Extracted records: Begin
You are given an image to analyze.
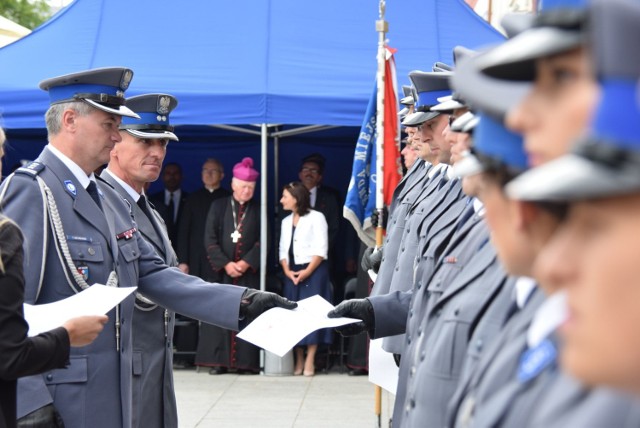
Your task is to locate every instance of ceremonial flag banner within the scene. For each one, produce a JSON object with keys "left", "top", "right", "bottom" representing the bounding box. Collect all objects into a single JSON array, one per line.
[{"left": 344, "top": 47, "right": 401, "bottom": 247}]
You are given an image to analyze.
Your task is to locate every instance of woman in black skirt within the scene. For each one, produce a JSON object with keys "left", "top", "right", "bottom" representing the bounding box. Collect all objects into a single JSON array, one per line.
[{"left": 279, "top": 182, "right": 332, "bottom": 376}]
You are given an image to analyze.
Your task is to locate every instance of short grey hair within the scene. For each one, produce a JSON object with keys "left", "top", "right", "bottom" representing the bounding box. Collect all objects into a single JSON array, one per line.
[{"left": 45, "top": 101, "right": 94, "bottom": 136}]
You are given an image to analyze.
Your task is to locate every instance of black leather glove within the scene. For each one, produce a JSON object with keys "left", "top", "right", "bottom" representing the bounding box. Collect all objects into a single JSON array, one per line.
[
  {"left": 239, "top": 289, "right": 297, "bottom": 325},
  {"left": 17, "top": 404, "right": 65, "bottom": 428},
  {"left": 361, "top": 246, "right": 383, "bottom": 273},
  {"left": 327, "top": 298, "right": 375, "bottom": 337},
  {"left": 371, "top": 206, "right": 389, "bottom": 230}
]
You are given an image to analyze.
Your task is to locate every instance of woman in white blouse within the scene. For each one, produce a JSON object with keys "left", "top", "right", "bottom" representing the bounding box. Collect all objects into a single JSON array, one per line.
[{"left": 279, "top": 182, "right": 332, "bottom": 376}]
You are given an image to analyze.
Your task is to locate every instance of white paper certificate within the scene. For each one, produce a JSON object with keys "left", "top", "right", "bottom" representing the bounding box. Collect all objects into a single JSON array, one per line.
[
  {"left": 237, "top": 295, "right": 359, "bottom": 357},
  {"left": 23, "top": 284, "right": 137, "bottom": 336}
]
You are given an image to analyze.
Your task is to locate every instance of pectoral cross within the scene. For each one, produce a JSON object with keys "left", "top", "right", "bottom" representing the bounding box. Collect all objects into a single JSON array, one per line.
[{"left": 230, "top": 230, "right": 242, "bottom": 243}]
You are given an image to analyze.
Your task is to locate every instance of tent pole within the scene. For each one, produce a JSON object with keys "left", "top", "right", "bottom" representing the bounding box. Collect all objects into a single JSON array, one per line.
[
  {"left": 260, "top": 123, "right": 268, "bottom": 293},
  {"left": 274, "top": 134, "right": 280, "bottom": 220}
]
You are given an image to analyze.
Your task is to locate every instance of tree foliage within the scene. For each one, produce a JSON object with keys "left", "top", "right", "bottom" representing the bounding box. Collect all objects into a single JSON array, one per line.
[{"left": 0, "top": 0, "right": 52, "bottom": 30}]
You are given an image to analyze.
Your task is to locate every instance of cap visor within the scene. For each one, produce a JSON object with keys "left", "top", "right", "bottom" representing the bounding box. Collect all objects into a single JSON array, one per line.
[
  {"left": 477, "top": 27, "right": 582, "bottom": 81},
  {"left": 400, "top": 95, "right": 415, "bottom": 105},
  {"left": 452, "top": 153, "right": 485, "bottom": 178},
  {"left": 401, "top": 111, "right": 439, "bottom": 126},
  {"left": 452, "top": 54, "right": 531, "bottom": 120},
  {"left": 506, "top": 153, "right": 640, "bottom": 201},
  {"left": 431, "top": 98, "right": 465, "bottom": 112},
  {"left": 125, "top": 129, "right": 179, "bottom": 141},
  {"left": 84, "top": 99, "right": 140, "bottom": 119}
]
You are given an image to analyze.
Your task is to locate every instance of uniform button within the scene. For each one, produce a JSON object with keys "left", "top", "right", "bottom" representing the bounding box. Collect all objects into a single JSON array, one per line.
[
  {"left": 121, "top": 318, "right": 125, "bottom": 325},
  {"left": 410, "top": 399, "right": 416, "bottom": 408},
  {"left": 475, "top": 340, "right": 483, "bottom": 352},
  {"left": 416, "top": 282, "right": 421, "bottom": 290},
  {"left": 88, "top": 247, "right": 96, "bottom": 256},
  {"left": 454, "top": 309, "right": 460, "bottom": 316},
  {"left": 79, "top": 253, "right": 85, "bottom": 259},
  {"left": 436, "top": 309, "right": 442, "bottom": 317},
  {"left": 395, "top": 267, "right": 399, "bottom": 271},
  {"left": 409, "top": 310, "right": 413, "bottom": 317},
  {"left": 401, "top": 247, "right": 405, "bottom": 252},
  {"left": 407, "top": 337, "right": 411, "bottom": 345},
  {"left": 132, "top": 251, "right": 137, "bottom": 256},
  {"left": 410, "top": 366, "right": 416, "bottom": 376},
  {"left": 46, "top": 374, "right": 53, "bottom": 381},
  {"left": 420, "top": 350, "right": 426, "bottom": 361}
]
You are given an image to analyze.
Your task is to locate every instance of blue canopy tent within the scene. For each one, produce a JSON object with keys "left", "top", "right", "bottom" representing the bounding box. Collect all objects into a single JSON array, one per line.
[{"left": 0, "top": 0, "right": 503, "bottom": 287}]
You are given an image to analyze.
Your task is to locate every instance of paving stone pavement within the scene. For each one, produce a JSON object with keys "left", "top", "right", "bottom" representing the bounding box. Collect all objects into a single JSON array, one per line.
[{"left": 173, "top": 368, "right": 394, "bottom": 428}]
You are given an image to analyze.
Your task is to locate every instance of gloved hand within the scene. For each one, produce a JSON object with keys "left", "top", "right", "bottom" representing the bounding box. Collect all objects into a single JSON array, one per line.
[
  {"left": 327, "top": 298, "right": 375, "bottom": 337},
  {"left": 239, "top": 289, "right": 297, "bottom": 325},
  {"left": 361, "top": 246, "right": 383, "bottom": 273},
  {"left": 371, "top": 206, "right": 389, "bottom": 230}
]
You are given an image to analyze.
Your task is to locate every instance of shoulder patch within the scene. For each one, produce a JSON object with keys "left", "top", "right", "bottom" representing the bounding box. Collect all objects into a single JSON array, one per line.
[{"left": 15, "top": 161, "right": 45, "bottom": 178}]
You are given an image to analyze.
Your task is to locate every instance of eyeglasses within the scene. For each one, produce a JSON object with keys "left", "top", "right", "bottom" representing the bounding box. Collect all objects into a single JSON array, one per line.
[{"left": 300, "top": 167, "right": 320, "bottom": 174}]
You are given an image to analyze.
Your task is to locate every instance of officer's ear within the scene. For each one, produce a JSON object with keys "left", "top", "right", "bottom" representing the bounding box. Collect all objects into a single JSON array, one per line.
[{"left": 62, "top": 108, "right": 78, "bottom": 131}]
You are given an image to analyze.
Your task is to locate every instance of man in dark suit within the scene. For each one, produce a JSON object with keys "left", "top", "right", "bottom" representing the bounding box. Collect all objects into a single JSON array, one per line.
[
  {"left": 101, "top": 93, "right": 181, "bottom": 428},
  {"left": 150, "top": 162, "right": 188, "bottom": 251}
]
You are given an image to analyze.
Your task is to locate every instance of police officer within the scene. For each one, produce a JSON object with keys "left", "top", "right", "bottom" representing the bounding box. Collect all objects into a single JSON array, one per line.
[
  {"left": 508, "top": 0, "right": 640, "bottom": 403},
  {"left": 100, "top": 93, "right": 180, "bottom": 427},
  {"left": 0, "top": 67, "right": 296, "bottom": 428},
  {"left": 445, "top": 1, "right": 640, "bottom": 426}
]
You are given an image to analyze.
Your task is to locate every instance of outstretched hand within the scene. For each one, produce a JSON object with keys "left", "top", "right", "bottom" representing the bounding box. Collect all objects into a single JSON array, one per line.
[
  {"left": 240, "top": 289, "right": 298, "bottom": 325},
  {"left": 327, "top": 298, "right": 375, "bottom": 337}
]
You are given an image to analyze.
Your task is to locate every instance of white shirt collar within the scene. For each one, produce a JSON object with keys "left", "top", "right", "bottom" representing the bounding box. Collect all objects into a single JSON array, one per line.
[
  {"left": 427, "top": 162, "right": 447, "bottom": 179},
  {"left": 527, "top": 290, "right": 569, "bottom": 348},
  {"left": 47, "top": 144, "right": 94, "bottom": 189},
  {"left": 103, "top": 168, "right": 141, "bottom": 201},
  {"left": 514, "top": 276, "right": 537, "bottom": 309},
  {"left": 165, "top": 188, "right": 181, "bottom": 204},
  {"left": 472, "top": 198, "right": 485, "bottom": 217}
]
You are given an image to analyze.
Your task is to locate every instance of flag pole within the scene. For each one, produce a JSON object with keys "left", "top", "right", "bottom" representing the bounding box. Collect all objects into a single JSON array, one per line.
Extracted records: End
• **Task goal**
You are asked to reproduce word for word the line containing "Your task is to locate every instance of white shirt" and every subsequent line through the end of the entries.

• **Final answer**
Your task is to locate every instance of white shirt collar within the scene. For each one, produce a JSON object with keys "left", "top", "right", "bottom" representing the bounding box. Collect all objects into a single JSON array, one per line.
[
  {"left": 427, "top": 162, "right": 447, "bottom": 179},
  {"left": 527, "top": 290, "right": 569, "bottom": 348},
  {"left": 47, "top": 144, "right": 94, "bottom": 189},
  {"left": 103, "top": 168, "right": 141, "bottom": 201},
  {"left": 514, "top": 276, "right": 537, "bottom": 309},
  {"left": 165, "top": 188, "right": 181, "bottom": 204},
  {"left": 472, "top": 198, "right": 485, "bottom": 217}
]
You are given an image to analyze.
Your task is to locate every instance of flag pole within the scene. For each one, produce a JSON object with keys "left", "top", "right", "bottom" representing the bounding box. Collect all objects into a single JSON array, one per line.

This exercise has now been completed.